WHAT YOU SHOULD DO: Copy out every one of the lines below word for word, leaving the pictures out of your answer.
● ● ● ●
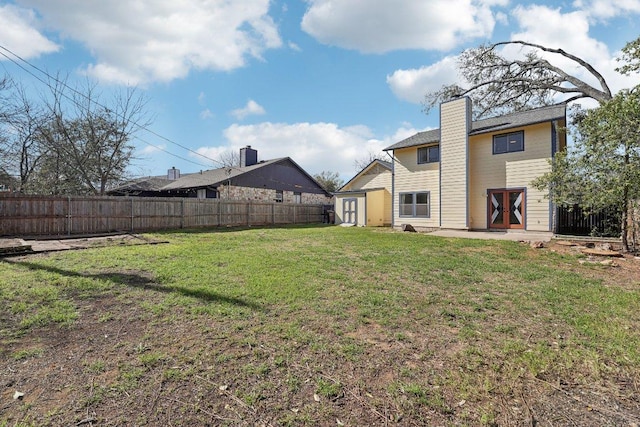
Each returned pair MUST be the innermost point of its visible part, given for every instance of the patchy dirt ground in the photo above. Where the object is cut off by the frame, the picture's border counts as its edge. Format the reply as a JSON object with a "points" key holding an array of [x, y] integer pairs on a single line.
{"points": [[118, 365]]}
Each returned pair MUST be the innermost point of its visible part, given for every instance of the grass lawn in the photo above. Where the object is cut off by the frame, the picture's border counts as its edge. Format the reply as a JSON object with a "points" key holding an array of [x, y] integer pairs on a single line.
{"points": [[317, 326]]}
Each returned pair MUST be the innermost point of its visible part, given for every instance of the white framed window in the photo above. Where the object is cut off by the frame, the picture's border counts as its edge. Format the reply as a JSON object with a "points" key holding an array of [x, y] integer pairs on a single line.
{"points": [[415, 205]]}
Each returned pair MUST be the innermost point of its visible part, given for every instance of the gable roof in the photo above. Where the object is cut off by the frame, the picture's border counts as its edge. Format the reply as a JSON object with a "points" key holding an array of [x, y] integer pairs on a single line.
{"points": [[493, 124], [374, 162], [149, 183]]}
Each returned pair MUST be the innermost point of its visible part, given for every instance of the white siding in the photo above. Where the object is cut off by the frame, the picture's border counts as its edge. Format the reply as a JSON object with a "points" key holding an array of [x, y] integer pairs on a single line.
{"points": [[413, 177], [520, 174], [454, 128]]}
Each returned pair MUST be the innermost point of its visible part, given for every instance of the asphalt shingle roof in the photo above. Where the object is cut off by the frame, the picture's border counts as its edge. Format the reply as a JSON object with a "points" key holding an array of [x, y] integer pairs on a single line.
{"points": [[493, 124]]}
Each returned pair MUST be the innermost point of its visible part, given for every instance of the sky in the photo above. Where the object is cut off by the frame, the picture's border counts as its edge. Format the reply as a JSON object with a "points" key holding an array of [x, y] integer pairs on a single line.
{"points": [[328, 83]]}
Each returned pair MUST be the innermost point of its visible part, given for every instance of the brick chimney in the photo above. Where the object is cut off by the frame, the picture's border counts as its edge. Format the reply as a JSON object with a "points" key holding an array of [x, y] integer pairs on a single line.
{"points": [[248, 156]]}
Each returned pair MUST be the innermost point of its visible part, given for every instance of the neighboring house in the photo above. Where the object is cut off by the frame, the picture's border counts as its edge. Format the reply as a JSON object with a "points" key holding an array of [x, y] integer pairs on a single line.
{"points": [[366, 199], [279, 180], [477, 175]]}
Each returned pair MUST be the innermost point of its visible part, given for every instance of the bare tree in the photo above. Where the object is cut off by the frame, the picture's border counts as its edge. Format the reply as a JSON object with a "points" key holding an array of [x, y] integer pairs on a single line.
{"points": [[365, 160], [229, 159], [498, 84], [330, 181]]}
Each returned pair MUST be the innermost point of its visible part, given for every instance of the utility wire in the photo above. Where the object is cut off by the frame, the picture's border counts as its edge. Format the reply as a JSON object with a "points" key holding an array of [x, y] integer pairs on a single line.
{"points": [[141, 127], [63, 84]]}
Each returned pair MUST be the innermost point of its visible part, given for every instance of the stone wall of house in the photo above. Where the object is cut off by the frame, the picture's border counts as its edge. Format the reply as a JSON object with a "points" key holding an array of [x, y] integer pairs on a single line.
{"points": [[232, 192]]}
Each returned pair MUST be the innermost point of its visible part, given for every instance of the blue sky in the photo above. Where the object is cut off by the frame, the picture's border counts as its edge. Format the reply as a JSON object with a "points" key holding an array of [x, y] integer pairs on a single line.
{"points": [[325, 82]]}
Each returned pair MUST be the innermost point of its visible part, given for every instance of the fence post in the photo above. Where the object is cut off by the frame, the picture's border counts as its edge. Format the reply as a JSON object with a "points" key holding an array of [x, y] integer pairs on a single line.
{"points": [[182, 212]]}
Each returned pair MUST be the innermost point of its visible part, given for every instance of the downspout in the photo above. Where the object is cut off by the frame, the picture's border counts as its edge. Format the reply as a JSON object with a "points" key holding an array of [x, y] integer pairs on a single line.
● ● ● ●
RESPONSE:
Each returned pair MUST be the innermost point of its visible part, given for every instance of the patchy dirt ground in the photo above. Where the object is cut off by the frame, the picture's border counts as its edge. Format the reply as a JSON object with a "points" key holding an array of [x, y] integer pairs on a single line.
{"points": [[118, 365]]}
Each returned pair MUST be the innermost point of its visible part, given for every instance of the grass lawn in the photo above. Where the object is cut off by the frame, the picture's border counts as its edge. Format the reply as a JSON object with a "points" key holding an array of [x, y] integer pairs on a single line.
{"points": [[317, 326]]}
Each returned pair MUST be the innermost point of its visible part, given for every instance of the white framed window in the photo above. Where the object is cut off by the frame, the picture's border counts as its edge. Format the reply as a JSON object with a "points" key holding an array of [x, y] integer pairs on a single line.
{"points": [[415, 205]]}
Each returned pair MUST be the innermost point of its visible part, given for every instance of the gable roof in the photo above. Where the object is cut off by the frame, the picture's border counts as its edge. Format the reply as a JSON object with a "points" key holding an array of [x, y] integer pairs on a single line.
{"points": [[493, 124], [374, 162], [149, 183]]}
Each returned pair MUST be the innermost point of its visible part, given for every instance of the white siding in the photo above. Where the object is cut off by the frame, the picture's border counts as its edge. Format the reply as a JSON object with a "points" key holding an array of [x, y] integer pairs on a single line.
{"points": [[413, 177], [520, 174], [454, 128]]}
Each returned pair MUST be the innermost point of its visible part, given for every instance of the asphalt shingle roof in the photo above. Where the object is cut off by the frame, the picture's border counts as its edge. Format the reply as a JSON object with a "points" key holding an array of [x, y] integer pairs on a single line.
{"points": [[493, 124]]}
Each returned pair MUST be the innermost point of its visible part, given for every instance of the sky in the photo above. Where the object is cut off by the frame, the picture's border counts as its edge. Format the reply as a JSON object with a "points" key holding an array of [x, y] integer pairs on a single line.
{"points": [[328, 83]]}
Each returned pair MUST be the innermost point of its visible part, given for every instance of the brick chimney in the photo above. Where the object is cut off by the frame, the picture's border counts as its edge. Format the reply as a JSON object with a "points" key holding an array of [x, y] integer pairs on a single line.
{"points": [[248, 156]]}
Each returned pair MUST be the innermost point of its visible part, given for every instance of the neighboring house in the photo above. Where the object is cut off by the frame, the picture's border counts as its edge. Format the reply as a JSON object with a "points" key holding an array of [x, y] integer pairs on a single line.
{"points": [[366, 199], [279, 180], [477, 175]]}
Each returned pair MUST be the innermost point of its visible part, given for every instance of the bare tree in the photo above. Where the object is cut off by the frame, the picture's border counts as its edge. Format the reply as a JSON object with a "points" key holding an array of [x, y] integer pairs on a single line.
{"points": [[365, 160], [229, 159], [498, 84], [330, 181]]}
Each returned pair MUST be the innermost point of its visible part, given for every instance of the utility wire in the photo above. Where the object is cut off by the frame, the picture's border counts as its edge. Format the reply as a JSON object with a "points" key holding an array of [x, y] integer pairs on a single line.
{"points": [[141, 127], [63, 84]]}
Each returned pair MUST be the innermost point of its visible part, given for every instance of the stone wall of house in the photo above. Where the object is cut off by the frame, the picture's border counts as its edge. Format the reply as a JSON object with a "points" key holding an array of [x, y] integer pairs on a single line.
{"points": [[232, 192]]}
Each returned pair MUST be the innermost point of its visible part, given for every instance of the blue sky in the photo above. Where the object is cut off by the frame, the picture's border counts as its edge. Format the reply as a JSON object with a "points" key holding an array of [x, y] integer pairs on a single line.
{"points": [[325, 82]]}
Each returned pair MUST be the innermost point of its visible part, given for every instance of the fence post in the photo above. Where the object is cut off by the frame, the picture's border counts as its edge. Format the reply as a JSON object with a "points" key holding an array of [x, y] integer pairs on a single line.
{"points": [[182, 212]]}
Each returned pair MUST be the innermost point of its visible part, given for every instance of the downspout in the photo above. Where the object is cut off by the frame, the picture's border counts as its edge. Format the reply as a JSON object with a "points" key holding an array of [x, y] integer pairs on a single line.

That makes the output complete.